● Exercise text

........

“There is more to be discovered, if you develop the right tools”
Scywalker: Enabling long-read single-cell transcriptome sequencing and analysis
January 8, 2025
Long-read single-cell sequencing combines the best of two worlds: the detailed, full-length transcript information from long-reads and the granular, cell-specific resolution of single-cell approaches. Making sense of the data though, is easier said than done. Existing nanopore single-cell data analysis tools simply cannot handle the massive data sets now emerging from long-read sequencing.
But where others might see problems, VIB’s experts see solutions. In a truly cross-disciplinary, multi-center effort, they developed scywalker: a scalable end-to-end data analysis workflow for long-read single-cell transcriptome sequencing. We spoke to Mojca Stražišar, Niels Vandamme, Peter De Rijk, and Frank Van Breusegem about the technical hurdles that had to be overcome and how bringing together different sets of expertise allowed them to do so.
While Mojca Stražišar and her team at the Neuromics Support Facility in Antwerp have deep expertise in genomics, transcriptomics, and bioinformatics analysis of brain samples, (supporting the neurogenetics research at the VIB-UAntwerp Center for Molecular Neurology), this story didn’t start with brain samples, but something else entirely: poplars.
“We have a long-standing collaboration with the VIB-UGent Center for Plant Systems Biology and the senior bioinformaticians and technicians working there,” explains Stražišar. “A few years ago, we started a collaboration on a large project, where we sequenced the DNA of more than 700 poplar trees.”
But next to sequencing genomes, several research groups in VIB were interested in the added value of single-cell or single-nuclei sequencing using long-read sequencing platforms. “We realized we were leaving a significant chunk of data unexamined, simply because of the limitations of existing technologies.”

........

● Material provided
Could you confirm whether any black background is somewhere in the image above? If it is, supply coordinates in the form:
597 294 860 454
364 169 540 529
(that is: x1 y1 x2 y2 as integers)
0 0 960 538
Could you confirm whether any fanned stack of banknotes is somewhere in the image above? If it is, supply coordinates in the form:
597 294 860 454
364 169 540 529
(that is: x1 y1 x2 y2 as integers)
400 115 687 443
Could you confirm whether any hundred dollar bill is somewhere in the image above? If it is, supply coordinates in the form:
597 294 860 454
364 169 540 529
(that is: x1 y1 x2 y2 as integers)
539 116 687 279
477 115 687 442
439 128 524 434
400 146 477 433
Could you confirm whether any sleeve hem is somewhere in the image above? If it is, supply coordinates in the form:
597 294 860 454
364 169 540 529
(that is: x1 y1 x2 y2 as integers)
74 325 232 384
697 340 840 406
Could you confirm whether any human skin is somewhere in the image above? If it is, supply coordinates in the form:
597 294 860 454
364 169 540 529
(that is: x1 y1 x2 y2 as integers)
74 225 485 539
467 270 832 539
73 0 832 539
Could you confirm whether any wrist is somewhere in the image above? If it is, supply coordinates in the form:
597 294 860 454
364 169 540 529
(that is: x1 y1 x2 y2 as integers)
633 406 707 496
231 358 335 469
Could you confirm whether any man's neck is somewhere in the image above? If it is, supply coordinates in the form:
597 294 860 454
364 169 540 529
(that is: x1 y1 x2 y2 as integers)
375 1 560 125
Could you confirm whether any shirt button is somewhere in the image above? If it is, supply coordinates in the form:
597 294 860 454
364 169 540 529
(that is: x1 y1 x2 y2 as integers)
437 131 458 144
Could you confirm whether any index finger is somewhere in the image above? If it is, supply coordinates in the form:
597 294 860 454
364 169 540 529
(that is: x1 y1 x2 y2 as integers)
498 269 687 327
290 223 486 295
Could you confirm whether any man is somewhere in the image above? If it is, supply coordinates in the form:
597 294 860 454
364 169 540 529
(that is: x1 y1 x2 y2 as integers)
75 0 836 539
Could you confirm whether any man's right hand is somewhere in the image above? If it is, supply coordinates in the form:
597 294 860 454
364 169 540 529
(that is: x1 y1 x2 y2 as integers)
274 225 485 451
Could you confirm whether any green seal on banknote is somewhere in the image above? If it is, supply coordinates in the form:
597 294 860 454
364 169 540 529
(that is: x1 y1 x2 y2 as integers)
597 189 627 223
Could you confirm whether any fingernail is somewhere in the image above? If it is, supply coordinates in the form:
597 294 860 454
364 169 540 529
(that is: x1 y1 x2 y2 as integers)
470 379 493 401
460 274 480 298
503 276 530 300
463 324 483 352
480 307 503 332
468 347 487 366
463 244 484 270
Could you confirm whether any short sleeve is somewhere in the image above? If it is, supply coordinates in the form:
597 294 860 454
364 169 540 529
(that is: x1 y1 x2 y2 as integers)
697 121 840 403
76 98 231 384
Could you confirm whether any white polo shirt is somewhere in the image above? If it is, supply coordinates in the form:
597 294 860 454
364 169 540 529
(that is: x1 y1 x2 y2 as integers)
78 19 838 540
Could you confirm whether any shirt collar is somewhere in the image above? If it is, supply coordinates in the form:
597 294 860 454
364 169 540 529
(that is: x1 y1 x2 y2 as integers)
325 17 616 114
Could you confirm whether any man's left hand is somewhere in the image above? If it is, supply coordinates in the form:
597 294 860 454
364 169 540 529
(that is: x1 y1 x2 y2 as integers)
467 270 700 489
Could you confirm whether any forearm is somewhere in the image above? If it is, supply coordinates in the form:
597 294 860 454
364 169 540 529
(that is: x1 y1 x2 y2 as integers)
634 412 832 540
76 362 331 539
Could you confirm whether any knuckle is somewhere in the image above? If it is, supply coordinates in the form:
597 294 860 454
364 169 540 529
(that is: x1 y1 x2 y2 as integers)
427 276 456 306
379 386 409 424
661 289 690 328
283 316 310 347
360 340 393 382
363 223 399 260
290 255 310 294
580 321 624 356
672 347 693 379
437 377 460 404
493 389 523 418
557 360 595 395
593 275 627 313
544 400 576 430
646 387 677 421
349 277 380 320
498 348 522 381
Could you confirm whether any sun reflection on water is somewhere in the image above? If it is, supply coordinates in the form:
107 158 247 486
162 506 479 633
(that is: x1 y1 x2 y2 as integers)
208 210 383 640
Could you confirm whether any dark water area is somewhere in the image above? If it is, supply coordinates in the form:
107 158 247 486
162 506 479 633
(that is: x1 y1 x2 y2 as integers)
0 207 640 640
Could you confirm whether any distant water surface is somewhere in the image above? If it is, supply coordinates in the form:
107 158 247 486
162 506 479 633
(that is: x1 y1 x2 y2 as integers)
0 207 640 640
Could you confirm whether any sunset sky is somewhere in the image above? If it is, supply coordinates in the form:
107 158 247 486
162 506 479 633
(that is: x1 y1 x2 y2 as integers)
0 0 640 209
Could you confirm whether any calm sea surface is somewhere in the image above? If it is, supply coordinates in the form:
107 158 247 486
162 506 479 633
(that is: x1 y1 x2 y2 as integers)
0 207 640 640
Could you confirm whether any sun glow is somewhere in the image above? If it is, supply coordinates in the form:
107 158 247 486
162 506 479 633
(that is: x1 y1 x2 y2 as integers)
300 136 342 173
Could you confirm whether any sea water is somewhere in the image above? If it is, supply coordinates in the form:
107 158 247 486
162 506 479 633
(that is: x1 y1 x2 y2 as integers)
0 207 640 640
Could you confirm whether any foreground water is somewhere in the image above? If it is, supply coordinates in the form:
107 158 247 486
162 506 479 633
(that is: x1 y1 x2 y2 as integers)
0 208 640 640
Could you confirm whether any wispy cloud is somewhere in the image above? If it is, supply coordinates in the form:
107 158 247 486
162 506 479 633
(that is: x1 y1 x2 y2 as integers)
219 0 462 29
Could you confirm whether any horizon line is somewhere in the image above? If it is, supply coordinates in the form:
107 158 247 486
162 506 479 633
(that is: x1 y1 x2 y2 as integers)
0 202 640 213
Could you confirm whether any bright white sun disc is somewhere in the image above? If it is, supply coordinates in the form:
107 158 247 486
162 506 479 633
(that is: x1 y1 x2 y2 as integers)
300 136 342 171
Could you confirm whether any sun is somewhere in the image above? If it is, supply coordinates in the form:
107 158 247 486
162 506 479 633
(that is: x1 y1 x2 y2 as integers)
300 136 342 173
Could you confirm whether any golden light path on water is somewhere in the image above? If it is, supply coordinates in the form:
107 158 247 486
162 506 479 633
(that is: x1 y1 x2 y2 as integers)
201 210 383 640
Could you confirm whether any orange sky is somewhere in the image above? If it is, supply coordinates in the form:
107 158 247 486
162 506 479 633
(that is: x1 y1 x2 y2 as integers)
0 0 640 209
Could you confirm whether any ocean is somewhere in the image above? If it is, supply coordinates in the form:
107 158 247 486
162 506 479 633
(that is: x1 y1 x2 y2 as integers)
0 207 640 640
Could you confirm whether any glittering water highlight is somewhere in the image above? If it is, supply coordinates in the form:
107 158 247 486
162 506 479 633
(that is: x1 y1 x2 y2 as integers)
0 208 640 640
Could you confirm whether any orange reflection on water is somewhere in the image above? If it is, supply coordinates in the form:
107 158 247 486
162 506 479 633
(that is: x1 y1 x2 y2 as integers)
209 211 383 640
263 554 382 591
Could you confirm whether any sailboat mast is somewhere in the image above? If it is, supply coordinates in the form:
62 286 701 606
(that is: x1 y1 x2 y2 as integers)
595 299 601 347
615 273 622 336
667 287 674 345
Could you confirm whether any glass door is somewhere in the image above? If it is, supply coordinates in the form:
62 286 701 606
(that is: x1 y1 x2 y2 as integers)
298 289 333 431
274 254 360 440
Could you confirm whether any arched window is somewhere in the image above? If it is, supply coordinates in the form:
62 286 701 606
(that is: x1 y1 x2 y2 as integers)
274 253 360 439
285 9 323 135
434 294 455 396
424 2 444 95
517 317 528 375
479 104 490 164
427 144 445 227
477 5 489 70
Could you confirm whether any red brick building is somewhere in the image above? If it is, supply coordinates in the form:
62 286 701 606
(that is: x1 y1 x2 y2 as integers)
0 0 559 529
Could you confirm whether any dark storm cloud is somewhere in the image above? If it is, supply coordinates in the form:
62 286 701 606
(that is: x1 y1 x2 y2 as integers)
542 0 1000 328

........

● Activity
Pull out everything in the scywalker article from "Scywalker: Enabling long-read" down to "from long-read sequencing.", copied word for word.

● Solution to the exercise
Scywalker: Enabling long-read single-cell transcriptome sequencing and analysis
January 8, 2025
Long-read single-cell sequencing combines the best of two worlds: the detailed, full-length transcript information from long-reads and the granular, cell-specific resolution of single-cell approaches. Making sense of the data though, is easier said than done. Existing nanopore single-cell data analysis tools simply cannot handle the massive data sets now emerging from long-read sequencing.